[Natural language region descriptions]
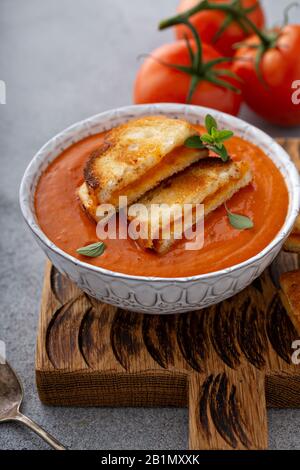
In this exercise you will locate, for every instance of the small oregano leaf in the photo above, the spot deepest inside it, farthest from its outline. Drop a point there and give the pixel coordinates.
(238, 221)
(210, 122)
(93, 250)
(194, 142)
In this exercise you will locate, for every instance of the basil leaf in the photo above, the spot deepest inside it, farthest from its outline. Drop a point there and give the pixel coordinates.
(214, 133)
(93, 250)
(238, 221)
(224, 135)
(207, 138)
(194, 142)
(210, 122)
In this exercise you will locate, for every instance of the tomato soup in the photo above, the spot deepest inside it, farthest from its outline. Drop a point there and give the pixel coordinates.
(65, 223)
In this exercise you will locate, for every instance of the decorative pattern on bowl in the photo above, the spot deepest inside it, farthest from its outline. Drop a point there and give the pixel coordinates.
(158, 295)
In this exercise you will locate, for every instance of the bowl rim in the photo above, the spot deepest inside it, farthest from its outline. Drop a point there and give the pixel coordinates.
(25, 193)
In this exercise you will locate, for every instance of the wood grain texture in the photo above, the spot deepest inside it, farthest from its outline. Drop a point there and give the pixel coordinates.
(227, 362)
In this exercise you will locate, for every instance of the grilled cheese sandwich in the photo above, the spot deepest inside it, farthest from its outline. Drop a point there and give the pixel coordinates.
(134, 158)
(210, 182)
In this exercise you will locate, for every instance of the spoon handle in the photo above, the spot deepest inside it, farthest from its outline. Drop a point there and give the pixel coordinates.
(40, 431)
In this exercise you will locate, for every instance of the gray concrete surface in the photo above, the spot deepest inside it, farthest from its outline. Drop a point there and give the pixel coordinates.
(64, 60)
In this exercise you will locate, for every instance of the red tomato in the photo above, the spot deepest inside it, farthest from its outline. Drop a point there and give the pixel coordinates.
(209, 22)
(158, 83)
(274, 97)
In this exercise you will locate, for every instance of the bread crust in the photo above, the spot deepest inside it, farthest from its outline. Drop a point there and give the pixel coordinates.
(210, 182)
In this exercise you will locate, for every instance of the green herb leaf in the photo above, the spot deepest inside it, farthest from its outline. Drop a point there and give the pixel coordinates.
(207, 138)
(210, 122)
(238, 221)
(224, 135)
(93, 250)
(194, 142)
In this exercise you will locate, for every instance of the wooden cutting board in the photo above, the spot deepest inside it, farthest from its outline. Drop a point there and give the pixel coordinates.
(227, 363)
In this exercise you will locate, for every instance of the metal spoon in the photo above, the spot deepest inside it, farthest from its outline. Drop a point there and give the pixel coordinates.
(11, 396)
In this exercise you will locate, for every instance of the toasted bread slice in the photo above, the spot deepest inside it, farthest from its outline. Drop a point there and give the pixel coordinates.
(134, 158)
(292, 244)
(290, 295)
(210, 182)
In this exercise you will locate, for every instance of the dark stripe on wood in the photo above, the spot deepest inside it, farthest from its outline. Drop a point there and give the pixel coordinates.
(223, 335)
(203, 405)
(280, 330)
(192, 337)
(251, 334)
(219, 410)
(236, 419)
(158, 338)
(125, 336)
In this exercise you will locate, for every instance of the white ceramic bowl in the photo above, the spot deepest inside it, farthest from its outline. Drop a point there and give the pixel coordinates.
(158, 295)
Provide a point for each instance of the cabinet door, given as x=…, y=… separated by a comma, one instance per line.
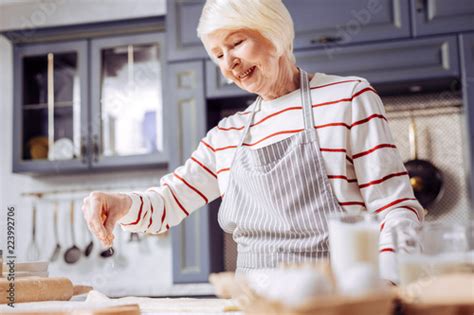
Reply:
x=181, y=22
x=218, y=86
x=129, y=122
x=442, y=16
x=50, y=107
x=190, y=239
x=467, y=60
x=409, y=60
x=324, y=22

...

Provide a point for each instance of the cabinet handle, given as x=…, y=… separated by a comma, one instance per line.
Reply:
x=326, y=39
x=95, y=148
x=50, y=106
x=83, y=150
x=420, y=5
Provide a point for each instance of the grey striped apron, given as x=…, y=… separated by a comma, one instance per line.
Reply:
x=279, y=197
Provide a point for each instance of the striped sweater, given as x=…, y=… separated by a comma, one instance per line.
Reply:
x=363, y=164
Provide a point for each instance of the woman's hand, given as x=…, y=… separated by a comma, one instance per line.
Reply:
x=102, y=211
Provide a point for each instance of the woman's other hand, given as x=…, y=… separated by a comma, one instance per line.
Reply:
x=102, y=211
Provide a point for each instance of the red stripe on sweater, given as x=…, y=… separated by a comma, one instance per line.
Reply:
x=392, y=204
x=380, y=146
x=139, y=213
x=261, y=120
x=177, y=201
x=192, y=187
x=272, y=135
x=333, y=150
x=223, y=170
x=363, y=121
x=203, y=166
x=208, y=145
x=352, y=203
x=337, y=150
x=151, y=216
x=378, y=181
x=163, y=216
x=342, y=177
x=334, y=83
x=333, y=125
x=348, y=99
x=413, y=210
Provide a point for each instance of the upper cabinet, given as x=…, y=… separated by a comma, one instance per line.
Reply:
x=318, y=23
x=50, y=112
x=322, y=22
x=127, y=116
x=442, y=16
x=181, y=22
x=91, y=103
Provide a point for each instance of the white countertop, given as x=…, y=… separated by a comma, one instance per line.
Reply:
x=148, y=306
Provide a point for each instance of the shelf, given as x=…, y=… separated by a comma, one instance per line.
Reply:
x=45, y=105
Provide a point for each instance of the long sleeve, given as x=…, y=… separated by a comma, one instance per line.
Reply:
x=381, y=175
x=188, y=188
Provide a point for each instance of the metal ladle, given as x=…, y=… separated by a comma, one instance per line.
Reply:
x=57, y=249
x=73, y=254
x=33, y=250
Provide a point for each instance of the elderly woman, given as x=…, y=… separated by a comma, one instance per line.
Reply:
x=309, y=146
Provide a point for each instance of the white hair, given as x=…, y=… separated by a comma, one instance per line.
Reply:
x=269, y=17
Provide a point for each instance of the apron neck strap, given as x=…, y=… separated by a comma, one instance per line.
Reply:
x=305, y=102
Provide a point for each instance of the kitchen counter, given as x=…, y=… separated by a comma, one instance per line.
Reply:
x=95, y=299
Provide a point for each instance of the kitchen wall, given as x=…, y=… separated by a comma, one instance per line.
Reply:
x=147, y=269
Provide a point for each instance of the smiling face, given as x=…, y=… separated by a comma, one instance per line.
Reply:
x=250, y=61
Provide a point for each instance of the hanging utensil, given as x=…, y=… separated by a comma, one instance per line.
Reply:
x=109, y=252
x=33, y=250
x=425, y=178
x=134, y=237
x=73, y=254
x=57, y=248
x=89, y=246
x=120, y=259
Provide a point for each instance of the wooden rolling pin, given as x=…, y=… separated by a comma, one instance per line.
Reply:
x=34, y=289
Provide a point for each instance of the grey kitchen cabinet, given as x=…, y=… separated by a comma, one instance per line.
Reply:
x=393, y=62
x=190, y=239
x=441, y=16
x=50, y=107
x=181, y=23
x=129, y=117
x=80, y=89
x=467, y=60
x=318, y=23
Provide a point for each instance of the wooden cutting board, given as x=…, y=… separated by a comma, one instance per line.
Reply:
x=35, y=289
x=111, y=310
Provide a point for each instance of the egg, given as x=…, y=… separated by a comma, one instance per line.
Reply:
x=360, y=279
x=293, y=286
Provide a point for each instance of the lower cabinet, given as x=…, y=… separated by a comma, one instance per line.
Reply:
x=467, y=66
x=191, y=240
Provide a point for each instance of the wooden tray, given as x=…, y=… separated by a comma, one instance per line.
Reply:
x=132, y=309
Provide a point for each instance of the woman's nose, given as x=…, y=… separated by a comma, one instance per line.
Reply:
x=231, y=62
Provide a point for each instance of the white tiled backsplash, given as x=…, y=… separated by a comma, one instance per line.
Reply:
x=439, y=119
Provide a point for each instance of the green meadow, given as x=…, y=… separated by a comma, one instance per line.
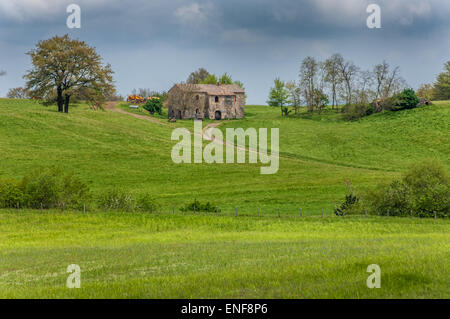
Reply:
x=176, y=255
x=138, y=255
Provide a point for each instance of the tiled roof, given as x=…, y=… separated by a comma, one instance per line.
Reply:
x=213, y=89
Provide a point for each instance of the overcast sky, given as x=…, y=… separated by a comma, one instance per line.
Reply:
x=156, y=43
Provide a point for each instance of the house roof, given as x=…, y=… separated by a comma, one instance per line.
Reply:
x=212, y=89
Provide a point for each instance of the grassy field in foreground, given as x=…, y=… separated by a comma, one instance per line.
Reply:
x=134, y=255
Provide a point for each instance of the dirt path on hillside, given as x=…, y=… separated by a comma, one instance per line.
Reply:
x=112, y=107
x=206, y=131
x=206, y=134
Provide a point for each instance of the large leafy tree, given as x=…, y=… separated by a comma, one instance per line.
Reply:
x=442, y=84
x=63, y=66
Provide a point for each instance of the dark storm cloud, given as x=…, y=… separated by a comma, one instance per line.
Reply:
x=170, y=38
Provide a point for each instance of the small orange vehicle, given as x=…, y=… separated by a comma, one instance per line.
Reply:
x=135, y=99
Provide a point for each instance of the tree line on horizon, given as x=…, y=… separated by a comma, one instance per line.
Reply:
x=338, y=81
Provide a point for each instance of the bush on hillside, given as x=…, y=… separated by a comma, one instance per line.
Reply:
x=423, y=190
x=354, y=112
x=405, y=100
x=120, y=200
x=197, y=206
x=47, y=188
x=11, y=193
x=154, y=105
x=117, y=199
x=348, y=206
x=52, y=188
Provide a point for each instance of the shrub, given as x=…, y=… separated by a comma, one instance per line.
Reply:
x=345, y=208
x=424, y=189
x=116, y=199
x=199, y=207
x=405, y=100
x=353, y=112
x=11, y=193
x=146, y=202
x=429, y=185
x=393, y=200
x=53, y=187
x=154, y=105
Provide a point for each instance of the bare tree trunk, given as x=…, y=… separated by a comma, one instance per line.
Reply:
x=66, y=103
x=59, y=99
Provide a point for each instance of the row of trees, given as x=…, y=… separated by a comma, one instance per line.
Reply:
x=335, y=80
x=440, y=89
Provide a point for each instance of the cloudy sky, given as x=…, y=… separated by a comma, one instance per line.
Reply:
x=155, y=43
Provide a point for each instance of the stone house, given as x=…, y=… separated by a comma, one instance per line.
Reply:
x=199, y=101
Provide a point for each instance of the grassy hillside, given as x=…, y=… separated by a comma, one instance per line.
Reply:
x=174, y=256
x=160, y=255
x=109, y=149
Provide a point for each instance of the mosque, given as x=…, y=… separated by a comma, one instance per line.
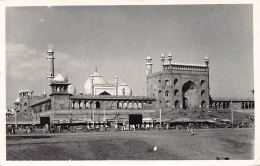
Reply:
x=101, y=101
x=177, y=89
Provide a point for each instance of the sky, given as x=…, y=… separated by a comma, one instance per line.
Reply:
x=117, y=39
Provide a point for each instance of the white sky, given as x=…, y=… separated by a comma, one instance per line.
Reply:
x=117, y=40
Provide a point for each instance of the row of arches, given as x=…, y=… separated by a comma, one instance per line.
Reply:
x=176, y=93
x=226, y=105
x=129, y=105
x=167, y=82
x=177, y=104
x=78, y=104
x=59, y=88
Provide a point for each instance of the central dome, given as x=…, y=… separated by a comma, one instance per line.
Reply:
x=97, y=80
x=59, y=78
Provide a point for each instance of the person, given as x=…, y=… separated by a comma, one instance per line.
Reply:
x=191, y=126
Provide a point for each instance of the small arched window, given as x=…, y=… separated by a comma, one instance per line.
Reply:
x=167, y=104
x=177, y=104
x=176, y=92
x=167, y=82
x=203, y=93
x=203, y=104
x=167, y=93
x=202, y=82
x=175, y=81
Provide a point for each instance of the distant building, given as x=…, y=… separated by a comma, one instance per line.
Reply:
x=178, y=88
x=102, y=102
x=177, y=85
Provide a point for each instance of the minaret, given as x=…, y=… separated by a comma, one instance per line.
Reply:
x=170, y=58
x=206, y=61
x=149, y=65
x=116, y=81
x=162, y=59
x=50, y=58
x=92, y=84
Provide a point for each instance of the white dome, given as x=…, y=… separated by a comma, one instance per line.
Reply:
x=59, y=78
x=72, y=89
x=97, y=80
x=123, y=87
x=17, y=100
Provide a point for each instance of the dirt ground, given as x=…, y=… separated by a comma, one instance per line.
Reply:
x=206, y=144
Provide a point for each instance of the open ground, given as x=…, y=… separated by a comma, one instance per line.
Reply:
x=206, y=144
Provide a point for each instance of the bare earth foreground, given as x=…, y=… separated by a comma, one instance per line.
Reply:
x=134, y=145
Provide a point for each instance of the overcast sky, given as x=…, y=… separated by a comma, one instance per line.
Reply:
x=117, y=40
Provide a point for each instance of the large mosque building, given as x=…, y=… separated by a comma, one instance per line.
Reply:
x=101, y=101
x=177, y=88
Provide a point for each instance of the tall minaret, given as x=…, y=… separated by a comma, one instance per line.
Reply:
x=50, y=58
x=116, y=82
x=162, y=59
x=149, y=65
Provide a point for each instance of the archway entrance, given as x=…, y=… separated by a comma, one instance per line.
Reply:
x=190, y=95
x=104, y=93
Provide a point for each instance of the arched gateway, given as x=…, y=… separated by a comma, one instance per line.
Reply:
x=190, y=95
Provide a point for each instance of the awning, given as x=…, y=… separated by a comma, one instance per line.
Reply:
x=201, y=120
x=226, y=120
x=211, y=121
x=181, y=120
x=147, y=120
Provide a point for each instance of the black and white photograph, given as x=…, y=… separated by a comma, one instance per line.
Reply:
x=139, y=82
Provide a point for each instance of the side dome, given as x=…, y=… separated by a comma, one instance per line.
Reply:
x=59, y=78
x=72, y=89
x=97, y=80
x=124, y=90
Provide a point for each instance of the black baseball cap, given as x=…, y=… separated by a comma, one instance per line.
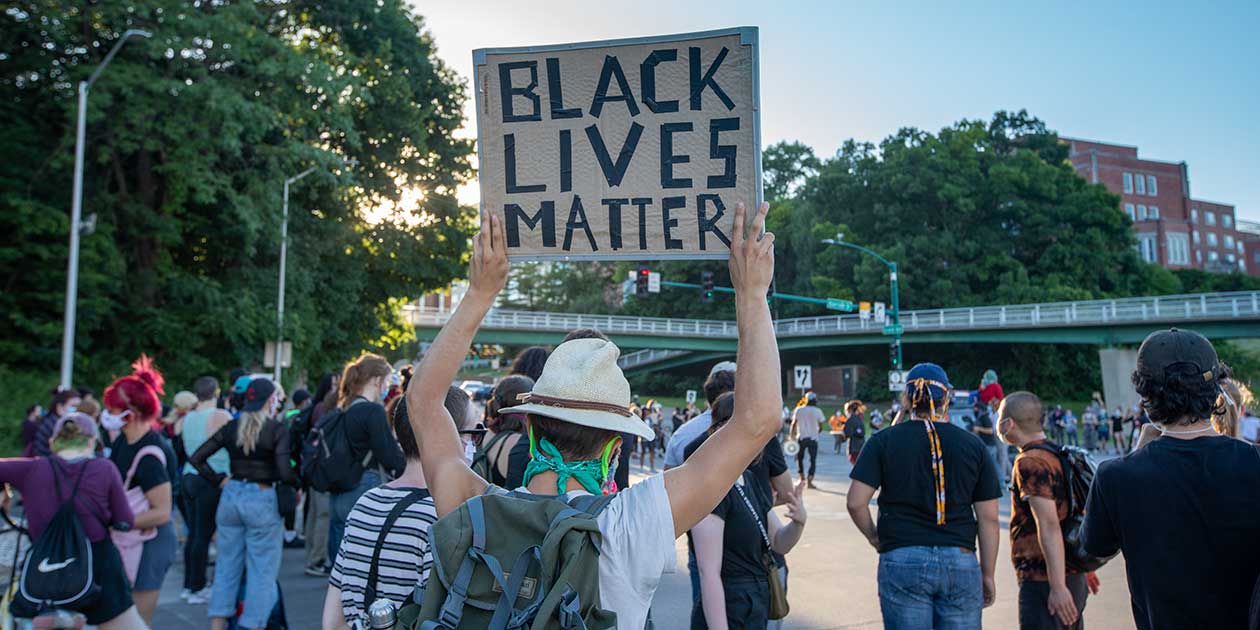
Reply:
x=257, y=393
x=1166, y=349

### WHAT YOU ARE ASKED TO DO
Look for the string "hillside" in the entries above. Copy every line that has it.

### SOLUTION
Provide a point for each instance of the dirt path on hillside, given as x=…, y=… separated by a comma, one instance per line.
Provide a point for each instance of the bush on hillside, given as x=…, y=… separated by a comma, one instance per line.
Provide a point for each instance of the grassy hillside, given as x=…, y=… separated by a comma, one instance per line.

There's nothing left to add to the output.